**Exercise aim**
Exactly the lines from the one containing "trekking pole, one per instance" through the final line of the listing are to be retyped, and nothing more.

**Records to process**
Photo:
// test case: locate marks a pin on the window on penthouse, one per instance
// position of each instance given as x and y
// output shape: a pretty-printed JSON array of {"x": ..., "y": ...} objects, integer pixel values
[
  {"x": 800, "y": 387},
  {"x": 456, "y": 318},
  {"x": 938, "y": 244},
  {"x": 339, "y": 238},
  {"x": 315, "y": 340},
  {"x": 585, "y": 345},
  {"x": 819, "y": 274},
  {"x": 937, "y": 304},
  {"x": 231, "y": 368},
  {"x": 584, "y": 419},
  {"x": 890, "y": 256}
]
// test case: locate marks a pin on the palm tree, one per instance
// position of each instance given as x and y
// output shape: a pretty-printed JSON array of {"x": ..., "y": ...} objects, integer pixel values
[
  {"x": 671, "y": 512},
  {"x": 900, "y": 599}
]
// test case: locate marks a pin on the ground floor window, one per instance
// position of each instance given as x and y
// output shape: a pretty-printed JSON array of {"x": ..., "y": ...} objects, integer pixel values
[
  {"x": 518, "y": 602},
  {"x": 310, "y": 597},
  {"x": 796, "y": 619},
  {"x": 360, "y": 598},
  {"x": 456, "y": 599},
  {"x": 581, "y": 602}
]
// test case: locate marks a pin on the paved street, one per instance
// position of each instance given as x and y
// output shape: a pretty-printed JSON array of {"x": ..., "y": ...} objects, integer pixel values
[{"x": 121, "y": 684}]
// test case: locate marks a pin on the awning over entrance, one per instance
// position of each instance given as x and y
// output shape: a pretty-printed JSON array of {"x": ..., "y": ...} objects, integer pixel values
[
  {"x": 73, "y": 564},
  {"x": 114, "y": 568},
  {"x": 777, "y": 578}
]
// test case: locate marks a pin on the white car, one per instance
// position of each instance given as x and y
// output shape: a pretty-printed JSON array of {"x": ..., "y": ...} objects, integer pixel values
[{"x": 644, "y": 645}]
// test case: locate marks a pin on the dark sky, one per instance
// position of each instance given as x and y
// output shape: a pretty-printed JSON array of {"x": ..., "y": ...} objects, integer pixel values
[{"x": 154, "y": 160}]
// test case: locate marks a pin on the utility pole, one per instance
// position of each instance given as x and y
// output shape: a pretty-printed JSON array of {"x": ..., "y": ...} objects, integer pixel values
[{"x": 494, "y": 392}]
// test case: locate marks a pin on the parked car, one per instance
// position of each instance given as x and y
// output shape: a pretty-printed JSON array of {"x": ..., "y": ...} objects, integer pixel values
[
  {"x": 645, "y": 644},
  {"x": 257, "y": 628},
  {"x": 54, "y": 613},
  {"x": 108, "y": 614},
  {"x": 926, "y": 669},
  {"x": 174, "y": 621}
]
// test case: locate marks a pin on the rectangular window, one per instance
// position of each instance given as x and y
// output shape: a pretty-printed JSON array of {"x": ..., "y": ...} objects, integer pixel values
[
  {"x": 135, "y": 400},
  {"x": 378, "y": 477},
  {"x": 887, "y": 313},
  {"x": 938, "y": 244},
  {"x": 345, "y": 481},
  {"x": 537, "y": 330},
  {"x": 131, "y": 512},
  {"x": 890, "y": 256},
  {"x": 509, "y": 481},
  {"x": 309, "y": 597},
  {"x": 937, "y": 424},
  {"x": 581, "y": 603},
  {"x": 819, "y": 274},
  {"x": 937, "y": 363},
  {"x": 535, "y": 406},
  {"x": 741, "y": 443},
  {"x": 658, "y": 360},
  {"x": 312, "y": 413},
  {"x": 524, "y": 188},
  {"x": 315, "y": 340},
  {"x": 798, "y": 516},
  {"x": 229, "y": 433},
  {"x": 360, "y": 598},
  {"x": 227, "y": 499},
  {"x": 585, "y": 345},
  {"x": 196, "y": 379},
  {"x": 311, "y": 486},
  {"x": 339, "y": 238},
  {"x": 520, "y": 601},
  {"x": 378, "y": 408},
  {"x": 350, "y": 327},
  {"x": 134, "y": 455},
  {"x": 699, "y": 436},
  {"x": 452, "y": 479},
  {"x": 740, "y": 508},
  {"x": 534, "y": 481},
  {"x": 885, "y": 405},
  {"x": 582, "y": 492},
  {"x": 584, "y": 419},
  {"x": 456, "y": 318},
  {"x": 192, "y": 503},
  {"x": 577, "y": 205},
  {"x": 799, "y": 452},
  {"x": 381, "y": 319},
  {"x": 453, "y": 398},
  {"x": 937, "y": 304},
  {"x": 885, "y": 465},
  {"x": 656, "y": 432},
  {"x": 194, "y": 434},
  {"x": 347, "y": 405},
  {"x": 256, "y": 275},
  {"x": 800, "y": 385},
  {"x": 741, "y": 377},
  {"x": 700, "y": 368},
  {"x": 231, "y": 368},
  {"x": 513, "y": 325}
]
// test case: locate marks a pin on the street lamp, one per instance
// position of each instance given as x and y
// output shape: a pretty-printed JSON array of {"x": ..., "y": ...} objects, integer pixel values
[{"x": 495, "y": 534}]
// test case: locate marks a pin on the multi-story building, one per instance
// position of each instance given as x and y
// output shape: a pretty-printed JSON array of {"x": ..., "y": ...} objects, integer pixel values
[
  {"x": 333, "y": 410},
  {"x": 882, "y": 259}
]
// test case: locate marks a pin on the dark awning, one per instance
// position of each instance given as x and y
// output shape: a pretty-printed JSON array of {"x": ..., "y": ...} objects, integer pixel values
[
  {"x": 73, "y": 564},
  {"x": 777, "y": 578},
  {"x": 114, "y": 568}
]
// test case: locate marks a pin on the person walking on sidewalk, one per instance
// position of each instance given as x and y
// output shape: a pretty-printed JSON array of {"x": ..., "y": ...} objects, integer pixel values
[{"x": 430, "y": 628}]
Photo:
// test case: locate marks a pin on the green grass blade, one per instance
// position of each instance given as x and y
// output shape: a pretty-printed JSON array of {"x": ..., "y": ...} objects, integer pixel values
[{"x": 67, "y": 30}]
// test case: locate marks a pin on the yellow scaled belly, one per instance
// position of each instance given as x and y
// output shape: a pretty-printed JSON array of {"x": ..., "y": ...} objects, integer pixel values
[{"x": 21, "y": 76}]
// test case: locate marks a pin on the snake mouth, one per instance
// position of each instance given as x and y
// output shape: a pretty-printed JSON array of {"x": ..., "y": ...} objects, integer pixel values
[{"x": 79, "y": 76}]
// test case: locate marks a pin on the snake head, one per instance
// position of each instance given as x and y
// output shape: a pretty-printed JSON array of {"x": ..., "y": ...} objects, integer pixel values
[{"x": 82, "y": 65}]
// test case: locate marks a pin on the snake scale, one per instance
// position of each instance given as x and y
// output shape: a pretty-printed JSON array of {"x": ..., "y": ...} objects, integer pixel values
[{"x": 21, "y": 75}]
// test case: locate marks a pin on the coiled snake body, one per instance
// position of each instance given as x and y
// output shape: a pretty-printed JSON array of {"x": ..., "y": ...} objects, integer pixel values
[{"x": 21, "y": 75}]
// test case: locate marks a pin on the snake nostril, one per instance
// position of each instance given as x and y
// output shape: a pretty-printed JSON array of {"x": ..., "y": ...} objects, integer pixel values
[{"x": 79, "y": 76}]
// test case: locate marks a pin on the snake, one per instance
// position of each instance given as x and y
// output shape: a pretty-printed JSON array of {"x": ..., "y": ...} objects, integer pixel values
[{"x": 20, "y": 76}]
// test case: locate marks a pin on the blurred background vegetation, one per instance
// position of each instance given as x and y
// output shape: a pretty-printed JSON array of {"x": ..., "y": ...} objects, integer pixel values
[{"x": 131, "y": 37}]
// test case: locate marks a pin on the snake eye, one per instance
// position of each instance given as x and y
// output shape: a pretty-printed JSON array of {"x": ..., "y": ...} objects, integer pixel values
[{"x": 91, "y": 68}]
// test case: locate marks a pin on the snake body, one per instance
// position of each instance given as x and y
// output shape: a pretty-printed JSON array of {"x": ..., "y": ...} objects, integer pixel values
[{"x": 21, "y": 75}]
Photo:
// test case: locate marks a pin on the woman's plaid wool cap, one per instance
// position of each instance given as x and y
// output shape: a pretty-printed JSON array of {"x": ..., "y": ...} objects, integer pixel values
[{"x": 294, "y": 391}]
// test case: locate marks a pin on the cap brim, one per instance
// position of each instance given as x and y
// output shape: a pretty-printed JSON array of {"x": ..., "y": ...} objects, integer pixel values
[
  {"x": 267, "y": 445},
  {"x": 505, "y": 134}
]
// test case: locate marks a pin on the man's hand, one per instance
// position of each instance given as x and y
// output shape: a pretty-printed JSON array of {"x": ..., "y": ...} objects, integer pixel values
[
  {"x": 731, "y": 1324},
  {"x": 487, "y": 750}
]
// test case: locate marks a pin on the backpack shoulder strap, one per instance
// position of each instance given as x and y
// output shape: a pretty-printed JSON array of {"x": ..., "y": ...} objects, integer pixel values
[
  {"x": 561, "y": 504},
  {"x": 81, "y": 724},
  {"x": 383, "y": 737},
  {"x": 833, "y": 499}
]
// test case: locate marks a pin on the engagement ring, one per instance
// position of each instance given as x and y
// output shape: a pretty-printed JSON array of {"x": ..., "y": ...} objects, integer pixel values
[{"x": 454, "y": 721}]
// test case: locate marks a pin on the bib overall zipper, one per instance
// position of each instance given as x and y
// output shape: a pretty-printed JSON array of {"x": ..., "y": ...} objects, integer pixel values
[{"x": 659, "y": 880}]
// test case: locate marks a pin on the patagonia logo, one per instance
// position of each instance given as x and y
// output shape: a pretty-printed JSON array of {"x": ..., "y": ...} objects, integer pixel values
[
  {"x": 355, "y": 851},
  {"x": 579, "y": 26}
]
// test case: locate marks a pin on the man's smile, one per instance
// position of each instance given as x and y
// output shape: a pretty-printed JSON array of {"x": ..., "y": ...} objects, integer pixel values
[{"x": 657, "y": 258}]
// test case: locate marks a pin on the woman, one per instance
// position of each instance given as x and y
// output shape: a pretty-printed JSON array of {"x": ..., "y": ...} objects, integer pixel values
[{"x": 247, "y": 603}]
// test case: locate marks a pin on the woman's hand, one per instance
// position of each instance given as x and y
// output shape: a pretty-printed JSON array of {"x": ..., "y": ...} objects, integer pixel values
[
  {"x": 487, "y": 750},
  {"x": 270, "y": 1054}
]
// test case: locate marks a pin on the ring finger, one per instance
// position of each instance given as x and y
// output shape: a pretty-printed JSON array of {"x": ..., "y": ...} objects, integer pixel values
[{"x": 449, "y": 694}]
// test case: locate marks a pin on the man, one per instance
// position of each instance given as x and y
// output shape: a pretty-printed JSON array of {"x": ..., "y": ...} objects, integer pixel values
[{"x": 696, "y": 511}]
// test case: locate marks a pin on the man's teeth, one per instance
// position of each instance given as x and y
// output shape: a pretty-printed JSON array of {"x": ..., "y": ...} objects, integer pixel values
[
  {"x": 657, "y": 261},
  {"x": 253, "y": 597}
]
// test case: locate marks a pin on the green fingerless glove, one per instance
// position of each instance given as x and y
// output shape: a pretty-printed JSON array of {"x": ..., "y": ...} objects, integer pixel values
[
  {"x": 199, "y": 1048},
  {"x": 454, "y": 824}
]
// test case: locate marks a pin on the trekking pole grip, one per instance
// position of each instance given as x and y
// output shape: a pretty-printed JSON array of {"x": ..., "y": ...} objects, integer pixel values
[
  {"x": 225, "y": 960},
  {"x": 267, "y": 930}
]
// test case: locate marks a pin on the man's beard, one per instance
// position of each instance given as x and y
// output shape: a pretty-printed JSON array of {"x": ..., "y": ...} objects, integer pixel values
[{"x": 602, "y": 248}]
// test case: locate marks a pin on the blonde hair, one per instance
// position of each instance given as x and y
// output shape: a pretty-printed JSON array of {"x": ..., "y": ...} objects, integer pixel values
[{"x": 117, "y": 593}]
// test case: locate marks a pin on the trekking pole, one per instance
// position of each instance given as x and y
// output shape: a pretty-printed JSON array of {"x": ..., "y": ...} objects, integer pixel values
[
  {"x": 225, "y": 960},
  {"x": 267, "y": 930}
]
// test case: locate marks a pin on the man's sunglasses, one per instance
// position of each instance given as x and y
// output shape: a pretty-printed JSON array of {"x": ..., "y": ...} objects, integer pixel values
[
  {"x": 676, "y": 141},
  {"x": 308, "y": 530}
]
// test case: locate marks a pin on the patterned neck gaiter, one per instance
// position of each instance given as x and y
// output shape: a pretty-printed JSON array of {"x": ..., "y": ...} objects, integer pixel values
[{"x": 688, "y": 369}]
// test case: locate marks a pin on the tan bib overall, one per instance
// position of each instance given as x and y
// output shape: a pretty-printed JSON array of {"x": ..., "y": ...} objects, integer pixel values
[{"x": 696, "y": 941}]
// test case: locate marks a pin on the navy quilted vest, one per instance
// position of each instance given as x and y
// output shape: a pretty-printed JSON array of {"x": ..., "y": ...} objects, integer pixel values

**The result**
// test case: locate marks a pin on the trekking pole, one per instance
// position of each instance given as x and y
// output shape: a pretty-printed JSON array of {"x": ..., "y": ...} objects, integer pixel values
[
  {"x": 225, "y": 960},
  {"x": 267, "y": 930}
]
// test case: locate marks a pin on the man's sunglasses, one per instance
// position of each instance given as x and y
// output shape: a pretty-printed JSON array of {"x": ..., "y": ...} objects, integer pixel values
[
  {"x": 676, "y": 141},
  {"x": 308, "y": 530}
]
// test case: locate marks a pin on the patterned neck gaiter, one per instance
// position of each instance given as x and y
// output shape: a pretty-printed JSON array of {"x": ..., "y": ...} objects, integer pixel values
[{"x": 688, "y": 369}]
// test case: locate marks a pin on the tan bib overall, one per instance
// position of each instance given as x and y
// output shape: a pretty-printed JSON array of {"x": ..., "y": ...} objects, integer pixel values
[{"x": 696, "y": 941}]
// test case: locate marks a pin on the navy quilted vest, one per instance
// position of each instance given as x and y
// output shape: a pretty-printed JSON array of {"x": ..., "y": ...} objects, integer pixel values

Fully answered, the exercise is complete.